===== PASSAGE FOR REVIEW

Background: Approximately 10% of patients hospitalized with community-acquired pneumonia (CAP) are bacteremic. Bacteremic Streptococcus pneumoniae pneumonia (BSPP) is the number one cause of mortality, representing up to 70% of all CAP deaths. In fact, all CAP guidelines have identified this issue as one of the most important issues when establishing their recommendations.
Objective: To assess the impact of dual antibiotic therapy in patients with BSPP.
Patients and methods: All cases of BSPP in patients 18 years of age and older who were hospitalized from 1995 to 2000 were retrospectively analyzed. The standard initial therapeutic regimen used was cefuroxime with or without a macrolide from 1995 to 1997, and ceftriaxone and azithromycin or clarithromycin from 1998 to 2000. During the 1995 to 1997 period, only 16% of the patients initially received a macrolide, whereas all patients in the 1998 to 2000 period received a macrolide at admission.

==========
===== DATA

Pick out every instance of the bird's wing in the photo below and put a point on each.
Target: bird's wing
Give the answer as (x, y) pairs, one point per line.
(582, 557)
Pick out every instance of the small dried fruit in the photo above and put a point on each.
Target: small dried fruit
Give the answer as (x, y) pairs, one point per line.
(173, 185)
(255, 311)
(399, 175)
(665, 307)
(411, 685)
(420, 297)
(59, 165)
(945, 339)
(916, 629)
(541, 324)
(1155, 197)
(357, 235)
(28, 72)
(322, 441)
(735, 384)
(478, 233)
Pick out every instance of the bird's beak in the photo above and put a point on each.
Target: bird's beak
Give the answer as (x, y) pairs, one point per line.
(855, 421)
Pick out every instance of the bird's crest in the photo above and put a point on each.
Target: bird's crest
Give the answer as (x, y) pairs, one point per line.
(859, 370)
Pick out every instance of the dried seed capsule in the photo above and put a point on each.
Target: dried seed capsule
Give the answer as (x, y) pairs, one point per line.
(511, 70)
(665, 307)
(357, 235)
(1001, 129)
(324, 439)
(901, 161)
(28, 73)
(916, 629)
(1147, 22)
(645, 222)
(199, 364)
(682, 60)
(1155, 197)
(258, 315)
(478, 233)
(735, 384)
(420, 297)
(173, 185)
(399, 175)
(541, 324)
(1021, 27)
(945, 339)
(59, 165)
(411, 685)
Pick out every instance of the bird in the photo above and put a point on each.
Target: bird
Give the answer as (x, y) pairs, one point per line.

==========

:: EXERCISE TASKS ::
(1) In the pneumonia abstract, what share of community-acquired pneumonia deaths does bacteremic Streptococcus pneumoniae pneumonia account for?
(2) Write the next part of the pneumonia abstract, picking up after its last sentence.

:: OUTPUTS FOR THE TASKS ::
(1) Up to 70% of all community-acquired pneumonia deaths.

(2)
Results: Ninety-five patients (49 men, 46 women) with a mean age of 63 years (range 20 to 98 years) were included in the present study. The mean pneumonia severity index at admission was 113 for the monotherapy cohort and 114 for the dual therapy group. At admission, 30.5% of patients had a leukocyte count greater than 20 109/L, 11.5% had a systolic blood pressure less than 90 mmHg, 44.2% had a respiratory rate greater than 30 breaths/min and 33.6% had nausea/vomiting, necessitating some form of therapy or preventing the patient from eating. In addition, 16.8% had no fever at admission. Overall, 72.5% became afebrile within 48 h. Fifteen (15.8%) patients died (four within the first 72 h). The mortality rate was significantly higher in the monotherapy group (11 of 42 patients; 25.6%) than in the dual therapy cohort (four of 53 patients; 7.5%) (OR 0.23; 95% CI 0.07 to 0.74). Antibiotic resistance was not associated with increased mortality.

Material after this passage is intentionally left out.